_EXERCISES TO COMPLETE_
(a) In the research interests statement below, how many years did the writer spend as a practitioner in research information services in the pharmaceutical industry?
(b) Pick up the research interests statement below after its last sentence and continue writing it.

_SELECTED PASSAGE_
★ ★ ★ ★ ★
My interests are in how documents convey information and knowledge, and promote understanding, and on new forms of document, aligning with the CityLIS Documents of the Future project, and a particular focus on philosophical, theoretical and ethical aspects. This includes aspects of the history and futurology of documents, information behaviours and literacies, and the changing role of the information- and document-centred professions.
More specifically, my interests fall into three main areas:
- foundations of the information sciences, including conceptions of information in different domains, philosophy of information, and the information disciplines themselves: more details here
- Documentation and information resources: nature, use and organization, historical development, and new forms of document: more details here
- information behaviour, particularly those aspects associated with individual differences, with developing understanding, and with digital literacy and information fluency: more details here
In all three of these areas, I am particularly focused in applications in the domains I have previously studied and worked in: science, particularly chemistry, and healthcare, particularly pharmaceuticals. I also have an interest in information history, looking at both resources and behaviour, as well as the ways in which information issues were understood in the past.
I am concerned to foster links between theory and practice in the information sciences, stemming from my experience as a practitioner for twelve years in research information services in the pharmaceutical industry.
Most of my work is individual scholarship, together with supervision of research students and masters dissertation students. I mainly carry out research by conceptual analysis and synthesis: see my paper On the gaining of understanding; syntheses, themes and information analysis.
I was programme director for the CoLIS 7 conference held in London in 2010, and am a member of the international advisory board for the CoLIS conferences, the next of which, CoLIS 11, will be held in Oslo in 2022 I believe that this series of conference encapsulates the best of academic research in the information sciences.
In the 2021 UK Research Excellence Framework, I am a member of the panel for UoA34, which covers LIS research, as I was for UoA36 in REF2014. I am a member of the peer review colleges for the UK Arts and Humanities Research Council and for the UK Economic and Social Research Council, and a project evaluator for the Leverhulme Trust, for Horizon2020, and for several national research agencies. I have been an Aslib Council member, and a member of the UNESCO information literacy expert panel.
★ ★ ★ ★ ★
_GIVEN RECORDS_
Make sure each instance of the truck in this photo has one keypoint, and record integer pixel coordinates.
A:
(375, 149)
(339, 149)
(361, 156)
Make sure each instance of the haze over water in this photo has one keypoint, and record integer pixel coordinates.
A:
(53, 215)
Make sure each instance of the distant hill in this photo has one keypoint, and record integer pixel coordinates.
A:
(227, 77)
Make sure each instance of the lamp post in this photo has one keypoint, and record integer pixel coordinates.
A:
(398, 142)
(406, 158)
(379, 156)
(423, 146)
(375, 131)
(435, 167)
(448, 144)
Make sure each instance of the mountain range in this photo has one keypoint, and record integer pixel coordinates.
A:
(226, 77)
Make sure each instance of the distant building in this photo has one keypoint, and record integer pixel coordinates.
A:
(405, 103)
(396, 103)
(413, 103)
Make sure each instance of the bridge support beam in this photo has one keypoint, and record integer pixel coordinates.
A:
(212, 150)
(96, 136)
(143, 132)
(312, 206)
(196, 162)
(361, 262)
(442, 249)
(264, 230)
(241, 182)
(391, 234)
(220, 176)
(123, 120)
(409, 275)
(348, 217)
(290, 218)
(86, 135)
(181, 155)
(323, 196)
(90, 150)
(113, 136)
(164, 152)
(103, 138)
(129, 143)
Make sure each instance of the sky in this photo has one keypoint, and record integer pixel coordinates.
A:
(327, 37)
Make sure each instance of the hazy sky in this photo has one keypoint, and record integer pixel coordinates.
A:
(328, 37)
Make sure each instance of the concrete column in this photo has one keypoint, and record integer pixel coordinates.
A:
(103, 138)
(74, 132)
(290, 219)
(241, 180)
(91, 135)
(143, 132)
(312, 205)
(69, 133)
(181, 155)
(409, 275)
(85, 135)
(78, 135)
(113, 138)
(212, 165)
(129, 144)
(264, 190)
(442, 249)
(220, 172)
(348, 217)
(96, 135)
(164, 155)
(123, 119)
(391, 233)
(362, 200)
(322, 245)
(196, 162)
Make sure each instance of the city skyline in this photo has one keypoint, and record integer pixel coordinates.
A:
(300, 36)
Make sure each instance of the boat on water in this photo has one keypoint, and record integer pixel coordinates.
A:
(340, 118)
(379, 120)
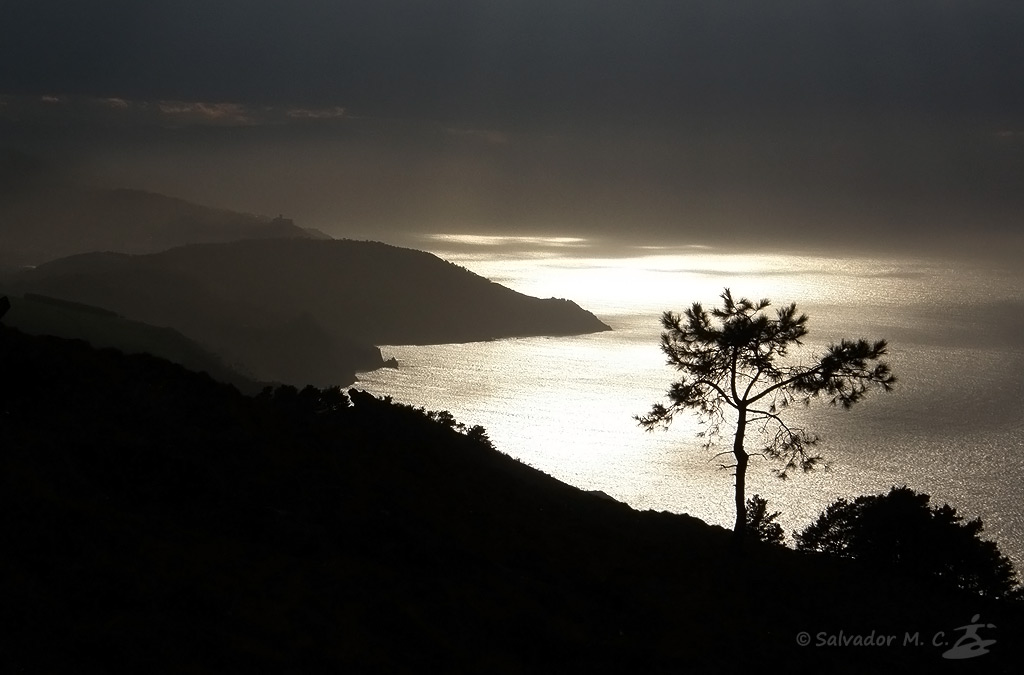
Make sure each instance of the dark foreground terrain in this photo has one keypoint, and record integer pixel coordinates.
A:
(155, 520)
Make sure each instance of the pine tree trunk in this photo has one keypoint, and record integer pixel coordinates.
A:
(741, 459)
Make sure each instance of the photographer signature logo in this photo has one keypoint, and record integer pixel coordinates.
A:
(970, 644)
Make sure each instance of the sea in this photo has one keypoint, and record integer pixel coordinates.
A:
(952, 427)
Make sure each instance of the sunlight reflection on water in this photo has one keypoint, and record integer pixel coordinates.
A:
(953, 427)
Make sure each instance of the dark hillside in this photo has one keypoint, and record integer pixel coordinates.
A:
(155, 520)
(303, 310)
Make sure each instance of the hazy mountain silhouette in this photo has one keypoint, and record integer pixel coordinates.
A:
(45, 213)
(37, 314)
(157, 520)
(304, 310)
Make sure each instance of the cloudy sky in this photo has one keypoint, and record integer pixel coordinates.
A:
(891, 121)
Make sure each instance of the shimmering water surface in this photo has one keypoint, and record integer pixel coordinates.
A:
(953, 427)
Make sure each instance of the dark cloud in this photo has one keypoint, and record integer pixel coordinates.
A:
(838, 120)
(499, 60)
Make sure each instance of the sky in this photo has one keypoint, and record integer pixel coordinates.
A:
(889, 123)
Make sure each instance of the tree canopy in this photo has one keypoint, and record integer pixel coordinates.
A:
(734, 368)
(900, 530)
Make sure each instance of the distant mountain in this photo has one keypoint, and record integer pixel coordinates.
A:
(37, 314)
(45, 214)
(301, 309)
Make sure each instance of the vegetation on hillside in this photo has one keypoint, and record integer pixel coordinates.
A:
(155, 519)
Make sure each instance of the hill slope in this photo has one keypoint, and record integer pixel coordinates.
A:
(302, 310)
(46, 214)
(159, 521)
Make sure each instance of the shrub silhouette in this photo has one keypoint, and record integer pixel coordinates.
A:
(900, 530)
(760, 523)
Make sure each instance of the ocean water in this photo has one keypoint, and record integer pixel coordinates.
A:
(953, 426)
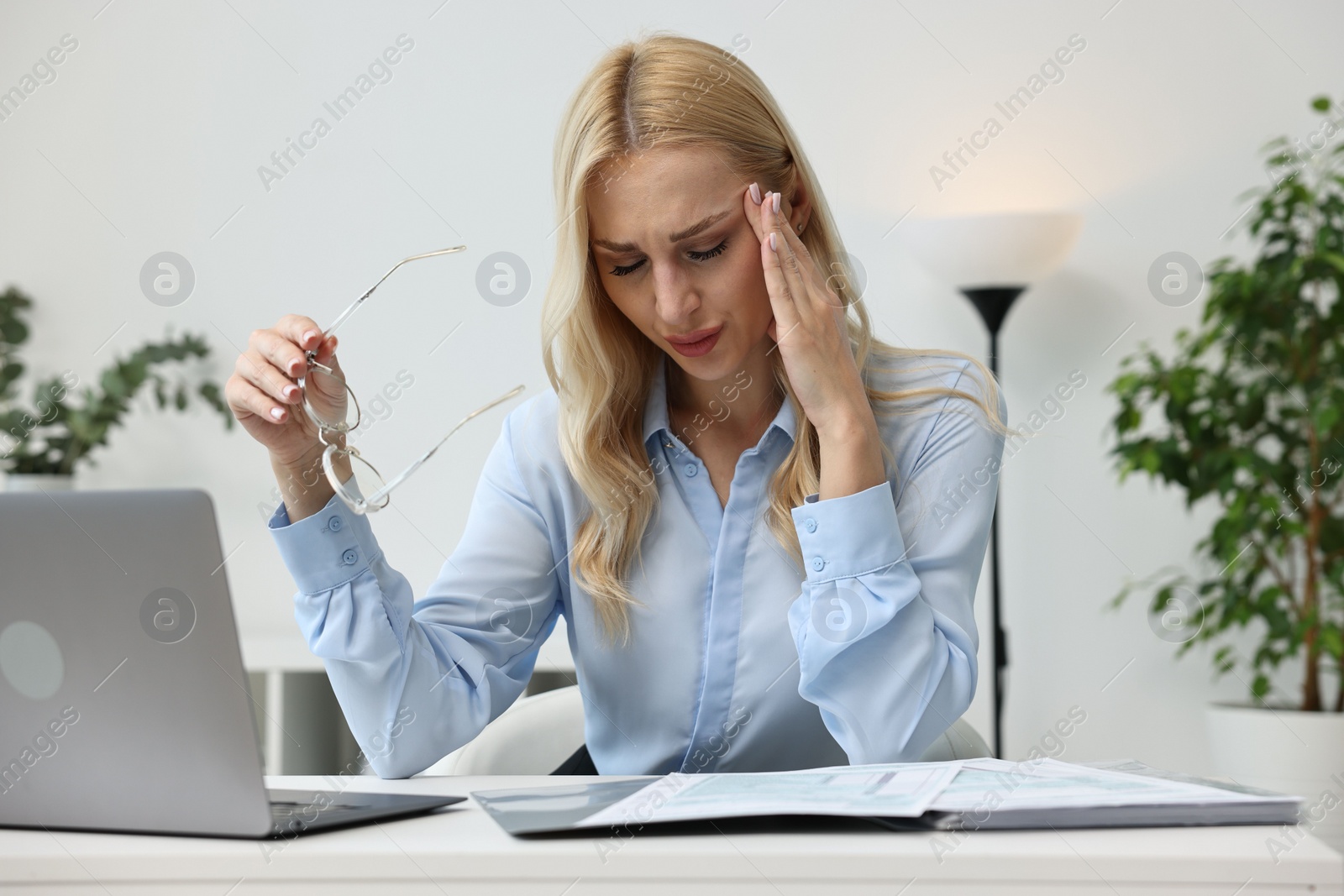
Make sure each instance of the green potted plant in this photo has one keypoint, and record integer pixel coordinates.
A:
(1247, 416)
(40, 443)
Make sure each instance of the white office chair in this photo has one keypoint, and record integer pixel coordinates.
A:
(537, 734)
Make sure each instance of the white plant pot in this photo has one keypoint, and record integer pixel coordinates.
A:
(38, 483)
(1289, 752)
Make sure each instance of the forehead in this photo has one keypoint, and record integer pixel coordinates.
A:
(659, 190)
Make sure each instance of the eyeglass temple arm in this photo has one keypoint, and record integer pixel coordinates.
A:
(360, 300)
(378, 496)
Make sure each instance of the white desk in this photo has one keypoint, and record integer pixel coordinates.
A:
(460, 849)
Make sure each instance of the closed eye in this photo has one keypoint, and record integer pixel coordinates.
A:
(622, 270)
(710, 253)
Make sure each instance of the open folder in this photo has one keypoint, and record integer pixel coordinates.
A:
(963, 794)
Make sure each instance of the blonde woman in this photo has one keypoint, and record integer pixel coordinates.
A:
(763, 526)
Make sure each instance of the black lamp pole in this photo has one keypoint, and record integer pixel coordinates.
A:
(994, 302)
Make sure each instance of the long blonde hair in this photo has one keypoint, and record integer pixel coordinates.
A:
(664, 92)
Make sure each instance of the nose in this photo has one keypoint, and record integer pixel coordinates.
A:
(675, 298)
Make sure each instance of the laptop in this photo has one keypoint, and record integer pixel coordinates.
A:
(124, 705)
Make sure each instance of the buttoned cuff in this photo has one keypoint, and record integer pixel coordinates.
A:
(851, 535)
(326, 550)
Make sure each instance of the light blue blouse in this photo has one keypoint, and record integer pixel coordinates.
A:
(737, 661)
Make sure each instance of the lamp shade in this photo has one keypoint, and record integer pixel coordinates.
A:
(992, 250)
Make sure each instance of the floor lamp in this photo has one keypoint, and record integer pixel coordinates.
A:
(992, 259)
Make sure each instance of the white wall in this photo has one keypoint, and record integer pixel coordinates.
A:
(151, 136)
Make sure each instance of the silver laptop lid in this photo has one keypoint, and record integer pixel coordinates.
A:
(124, 703)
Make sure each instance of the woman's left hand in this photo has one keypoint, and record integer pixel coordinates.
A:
(810, 322)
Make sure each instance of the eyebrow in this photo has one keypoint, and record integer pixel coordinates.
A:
(705, 223)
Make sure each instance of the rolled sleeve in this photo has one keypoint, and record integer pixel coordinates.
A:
(848, 537)
(326, 550)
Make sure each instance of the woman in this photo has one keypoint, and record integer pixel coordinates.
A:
(754, 516)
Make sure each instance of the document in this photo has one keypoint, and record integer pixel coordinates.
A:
(900, 790)
(1048, 783)
(980, 794)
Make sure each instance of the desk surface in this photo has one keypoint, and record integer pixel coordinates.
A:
(460, 846)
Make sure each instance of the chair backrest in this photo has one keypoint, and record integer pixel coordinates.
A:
(537, 734)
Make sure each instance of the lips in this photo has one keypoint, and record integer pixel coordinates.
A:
(696, 343)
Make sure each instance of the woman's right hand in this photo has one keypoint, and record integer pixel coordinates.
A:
(265, 396)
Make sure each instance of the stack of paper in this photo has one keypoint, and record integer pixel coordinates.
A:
(979, 794)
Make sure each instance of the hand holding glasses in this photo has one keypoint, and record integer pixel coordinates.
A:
(331, 403)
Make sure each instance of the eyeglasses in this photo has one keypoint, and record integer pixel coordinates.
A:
(329, 403)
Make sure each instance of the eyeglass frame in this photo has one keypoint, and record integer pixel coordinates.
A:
(355, 501)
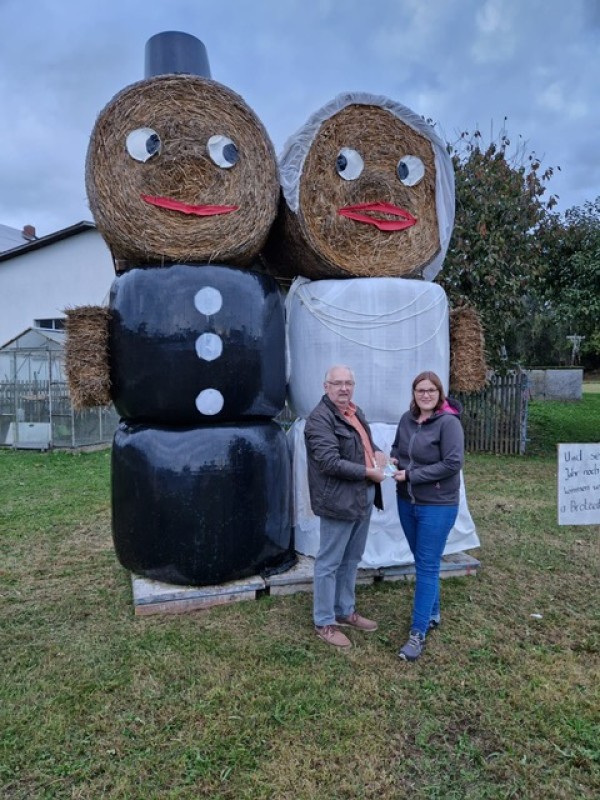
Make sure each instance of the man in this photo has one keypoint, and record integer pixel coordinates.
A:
(345, 469)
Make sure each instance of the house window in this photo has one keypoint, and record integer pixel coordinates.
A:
(57, 324)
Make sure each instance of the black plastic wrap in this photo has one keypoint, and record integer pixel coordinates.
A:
(201, 506)
(195, 344)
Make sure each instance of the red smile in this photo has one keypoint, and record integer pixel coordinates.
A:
(185, 208)
(357, 213)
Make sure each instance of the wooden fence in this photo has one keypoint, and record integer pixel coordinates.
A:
(495, 420)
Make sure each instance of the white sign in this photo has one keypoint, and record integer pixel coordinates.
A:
(579, 484)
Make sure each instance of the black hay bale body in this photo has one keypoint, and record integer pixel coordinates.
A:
(202, 505)
(86, 356)
(184, 111)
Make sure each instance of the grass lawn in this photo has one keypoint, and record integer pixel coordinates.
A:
(243, 701)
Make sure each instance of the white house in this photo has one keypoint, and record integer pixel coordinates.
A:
(39, 278)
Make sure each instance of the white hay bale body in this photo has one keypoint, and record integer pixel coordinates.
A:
(387, 330)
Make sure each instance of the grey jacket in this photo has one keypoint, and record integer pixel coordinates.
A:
(432, 453)
(336, 464)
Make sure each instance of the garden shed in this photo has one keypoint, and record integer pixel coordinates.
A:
(35, 407)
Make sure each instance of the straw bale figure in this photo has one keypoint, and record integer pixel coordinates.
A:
(179, 169)
(368, 191)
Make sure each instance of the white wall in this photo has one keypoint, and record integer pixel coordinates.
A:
(41, 283)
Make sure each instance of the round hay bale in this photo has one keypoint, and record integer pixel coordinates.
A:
(171, 201)
(468, 370)
(86, 356)
(368, 191)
★ ★ ★ ★ ★
_RESULTS FOR EACH TASK_
(a) Twelve years.

(b)
I have acted as a consultant for a number of UK and international organisations, including Pfizer, GlaxoSmithKline, Ciba-Geigy, Forensic Science Service, Health Development Agency, National Institute for Health and Clinical Excellence, Taylor and Francis, Clifford Chance, Oxford University Press, the London Fire Brigade, the BBC and News International. I have been a consultant /evaluator for the Open Society Institute’s Library Program and Information Program. This as led to a number of continuing collaborations with international information organisations, and with and academic LIS departments, particularly in Central Europe.
I have carried out professional development training for a number of organisations, including the British Library, Aslib and CILIP.
I am editor of Journal of Documentation, the leading European journal of the information science, and on the editorial board of Information (MDPI open access journal), of Aslib Journal of Information Management and of Facet’s Foundations of the Information Sciences series. In the past I have been editor or editorial board member for a number of journals, including portal: Libraries and the Academy, International Journal of Information Management, Aslib Journal of Information Management, IT Link, Journal of Chemical Information and Computer Sciences, Perspectives in Information Management, and ATLA: Alternatives to Laboratory Animals. I am particularly interested, in theory and practice, in how the academic journal is developing in the new environment of digital content and open access.